Which lines of the listing below contain the string "rally"? List each of them in full.

-- begin --

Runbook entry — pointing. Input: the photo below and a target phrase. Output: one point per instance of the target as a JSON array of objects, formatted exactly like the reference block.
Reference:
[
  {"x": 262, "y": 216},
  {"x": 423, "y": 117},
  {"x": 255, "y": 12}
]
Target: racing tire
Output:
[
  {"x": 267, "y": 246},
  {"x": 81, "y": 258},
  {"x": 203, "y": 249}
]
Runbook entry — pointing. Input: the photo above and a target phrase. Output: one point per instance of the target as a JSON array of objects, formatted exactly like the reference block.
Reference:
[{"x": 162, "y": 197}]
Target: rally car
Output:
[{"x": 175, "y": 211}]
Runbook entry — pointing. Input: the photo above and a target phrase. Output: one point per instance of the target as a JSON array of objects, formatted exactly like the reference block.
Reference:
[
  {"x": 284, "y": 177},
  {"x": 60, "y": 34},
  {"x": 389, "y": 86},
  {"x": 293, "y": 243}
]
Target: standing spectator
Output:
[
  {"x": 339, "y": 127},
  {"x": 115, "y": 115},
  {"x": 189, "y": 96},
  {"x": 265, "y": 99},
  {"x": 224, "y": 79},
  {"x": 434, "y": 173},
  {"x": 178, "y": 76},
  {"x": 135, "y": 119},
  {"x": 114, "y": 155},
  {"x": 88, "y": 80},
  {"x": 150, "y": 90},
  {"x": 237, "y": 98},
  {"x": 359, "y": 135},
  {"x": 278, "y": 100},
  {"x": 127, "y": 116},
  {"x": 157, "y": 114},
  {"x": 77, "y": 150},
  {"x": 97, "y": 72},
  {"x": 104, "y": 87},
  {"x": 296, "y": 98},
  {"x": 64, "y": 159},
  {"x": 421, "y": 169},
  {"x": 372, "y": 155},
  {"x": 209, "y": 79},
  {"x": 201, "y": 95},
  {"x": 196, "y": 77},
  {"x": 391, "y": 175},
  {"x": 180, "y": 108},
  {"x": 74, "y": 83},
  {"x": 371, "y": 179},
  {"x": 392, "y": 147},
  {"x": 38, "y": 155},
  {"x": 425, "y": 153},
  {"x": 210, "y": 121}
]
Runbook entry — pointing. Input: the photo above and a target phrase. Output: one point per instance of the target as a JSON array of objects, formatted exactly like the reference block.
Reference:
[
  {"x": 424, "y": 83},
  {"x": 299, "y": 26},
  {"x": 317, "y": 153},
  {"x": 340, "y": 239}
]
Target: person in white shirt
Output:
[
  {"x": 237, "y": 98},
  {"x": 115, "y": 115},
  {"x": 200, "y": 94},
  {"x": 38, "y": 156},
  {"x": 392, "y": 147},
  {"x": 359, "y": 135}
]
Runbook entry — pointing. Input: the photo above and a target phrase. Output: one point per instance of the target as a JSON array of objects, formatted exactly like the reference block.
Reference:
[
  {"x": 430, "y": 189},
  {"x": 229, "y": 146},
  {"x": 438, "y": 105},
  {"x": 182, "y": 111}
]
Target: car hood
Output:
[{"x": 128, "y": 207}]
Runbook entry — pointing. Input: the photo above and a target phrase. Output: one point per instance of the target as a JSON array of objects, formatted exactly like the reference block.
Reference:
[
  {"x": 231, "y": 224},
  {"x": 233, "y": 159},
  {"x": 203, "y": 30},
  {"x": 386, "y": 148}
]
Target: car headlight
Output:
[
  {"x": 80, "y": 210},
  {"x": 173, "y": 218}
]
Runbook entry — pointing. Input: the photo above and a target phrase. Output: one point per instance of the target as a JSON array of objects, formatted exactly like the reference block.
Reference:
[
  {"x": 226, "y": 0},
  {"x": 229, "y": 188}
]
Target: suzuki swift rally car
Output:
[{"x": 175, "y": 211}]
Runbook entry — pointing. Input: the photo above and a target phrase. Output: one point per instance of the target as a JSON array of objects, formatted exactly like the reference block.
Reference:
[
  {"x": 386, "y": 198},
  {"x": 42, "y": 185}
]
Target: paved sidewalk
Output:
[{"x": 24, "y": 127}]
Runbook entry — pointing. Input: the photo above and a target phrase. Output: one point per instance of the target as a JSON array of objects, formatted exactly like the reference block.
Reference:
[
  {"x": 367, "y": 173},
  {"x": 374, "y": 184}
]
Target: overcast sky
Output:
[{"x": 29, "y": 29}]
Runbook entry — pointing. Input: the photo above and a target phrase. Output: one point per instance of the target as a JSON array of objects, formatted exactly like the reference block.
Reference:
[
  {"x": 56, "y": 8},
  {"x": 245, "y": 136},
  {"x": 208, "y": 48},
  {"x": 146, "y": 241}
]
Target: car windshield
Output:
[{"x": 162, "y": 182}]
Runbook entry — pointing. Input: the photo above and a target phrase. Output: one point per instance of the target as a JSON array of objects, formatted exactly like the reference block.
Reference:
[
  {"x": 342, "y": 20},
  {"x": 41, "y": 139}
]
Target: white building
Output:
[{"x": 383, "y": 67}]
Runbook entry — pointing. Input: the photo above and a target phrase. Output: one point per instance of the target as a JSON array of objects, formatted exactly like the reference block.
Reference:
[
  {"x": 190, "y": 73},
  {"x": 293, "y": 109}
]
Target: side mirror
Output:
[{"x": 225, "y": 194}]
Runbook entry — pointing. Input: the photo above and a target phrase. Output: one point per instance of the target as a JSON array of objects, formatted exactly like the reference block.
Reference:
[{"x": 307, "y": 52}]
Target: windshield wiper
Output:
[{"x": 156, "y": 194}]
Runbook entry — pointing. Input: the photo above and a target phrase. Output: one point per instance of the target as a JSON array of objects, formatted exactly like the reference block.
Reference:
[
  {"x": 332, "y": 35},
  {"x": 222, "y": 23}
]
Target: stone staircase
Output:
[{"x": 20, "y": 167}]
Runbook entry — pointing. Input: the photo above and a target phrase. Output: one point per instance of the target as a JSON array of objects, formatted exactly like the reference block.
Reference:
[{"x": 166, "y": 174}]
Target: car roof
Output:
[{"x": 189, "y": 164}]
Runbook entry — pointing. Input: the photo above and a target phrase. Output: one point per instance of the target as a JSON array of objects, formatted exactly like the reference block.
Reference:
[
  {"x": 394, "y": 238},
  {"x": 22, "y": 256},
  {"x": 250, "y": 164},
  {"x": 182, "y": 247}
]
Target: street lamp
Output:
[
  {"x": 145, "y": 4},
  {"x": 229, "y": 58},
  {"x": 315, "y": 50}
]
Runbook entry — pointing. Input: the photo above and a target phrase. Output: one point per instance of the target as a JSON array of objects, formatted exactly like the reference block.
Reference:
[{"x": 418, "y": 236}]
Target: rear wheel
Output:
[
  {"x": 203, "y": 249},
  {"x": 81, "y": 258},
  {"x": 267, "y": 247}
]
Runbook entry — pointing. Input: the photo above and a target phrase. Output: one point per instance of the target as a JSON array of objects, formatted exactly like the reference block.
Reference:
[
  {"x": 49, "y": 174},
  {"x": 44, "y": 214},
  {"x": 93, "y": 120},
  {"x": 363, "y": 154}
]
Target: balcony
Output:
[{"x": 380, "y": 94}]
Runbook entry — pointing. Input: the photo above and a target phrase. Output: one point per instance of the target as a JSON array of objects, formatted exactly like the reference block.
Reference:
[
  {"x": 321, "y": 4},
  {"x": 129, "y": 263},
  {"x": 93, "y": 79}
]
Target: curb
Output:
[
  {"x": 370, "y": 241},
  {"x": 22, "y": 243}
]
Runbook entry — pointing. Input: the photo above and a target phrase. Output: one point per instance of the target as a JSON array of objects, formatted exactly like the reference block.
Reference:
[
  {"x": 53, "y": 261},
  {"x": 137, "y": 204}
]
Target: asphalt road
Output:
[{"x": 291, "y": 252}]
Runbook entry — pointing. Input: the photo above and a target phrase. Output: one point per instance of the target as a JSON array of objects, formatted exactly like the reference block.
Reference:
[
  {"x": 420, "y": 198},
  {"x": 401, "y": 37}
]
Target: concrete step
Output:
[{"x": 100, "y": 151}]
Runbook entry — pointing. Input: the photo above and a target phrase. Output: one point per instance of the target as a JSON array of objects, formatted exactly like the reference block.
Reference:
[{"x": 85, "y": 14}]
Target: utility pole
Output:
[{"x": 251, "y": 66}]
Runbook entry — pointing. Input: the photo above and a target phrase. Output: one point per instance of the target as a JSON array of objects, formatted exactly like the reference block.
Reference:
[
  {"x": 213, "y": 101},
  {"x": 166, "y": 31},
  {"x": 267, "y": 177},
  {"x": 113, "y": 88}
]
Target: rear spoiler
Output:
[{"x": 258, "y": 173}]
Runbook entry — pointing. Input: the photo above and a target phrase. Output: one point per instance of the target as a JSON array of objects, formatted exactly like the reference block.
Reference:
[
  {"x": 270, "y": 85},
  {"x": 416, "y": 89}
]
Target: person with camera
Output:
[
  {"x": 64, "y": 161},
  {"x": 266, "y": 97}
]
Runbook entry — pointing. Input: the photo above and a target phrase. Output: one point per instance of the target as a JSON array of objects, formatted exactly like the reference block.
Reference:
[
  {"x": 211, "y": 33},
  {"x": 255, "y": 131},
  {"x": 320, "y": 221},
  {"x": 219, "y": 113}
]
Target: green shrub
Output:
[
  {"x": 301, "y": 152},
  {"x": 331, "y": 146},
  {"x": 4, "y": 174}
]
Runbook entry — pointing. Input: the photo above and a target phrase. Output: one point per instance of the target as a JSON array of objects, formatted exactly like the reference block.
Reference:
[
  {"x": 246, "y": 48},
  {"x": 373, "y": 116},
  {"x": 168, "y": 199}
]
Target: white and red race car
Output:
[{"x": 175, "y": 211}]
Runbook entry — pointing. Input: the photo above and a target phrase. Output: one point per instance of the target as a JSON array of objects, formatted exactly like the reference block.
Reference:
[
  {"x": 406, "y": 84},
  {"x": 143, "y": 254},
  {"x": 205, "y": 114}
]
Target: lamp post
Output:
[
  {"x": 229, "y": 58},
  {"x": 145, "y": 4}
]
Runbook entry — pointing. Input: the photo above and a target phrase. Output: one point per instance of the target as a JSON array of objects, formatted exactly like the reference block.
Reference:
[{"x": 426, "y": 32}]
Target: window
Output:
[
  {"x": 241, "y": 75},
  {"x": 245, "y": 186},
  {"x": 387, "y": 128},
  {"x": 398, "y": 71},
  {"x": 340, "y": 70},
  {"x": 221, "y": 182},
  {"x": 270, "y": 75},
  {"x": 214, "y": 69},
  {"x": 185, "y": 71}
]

-- end --

** TASK ANSWER **
Target: rally car
Target: suzuki swift rally car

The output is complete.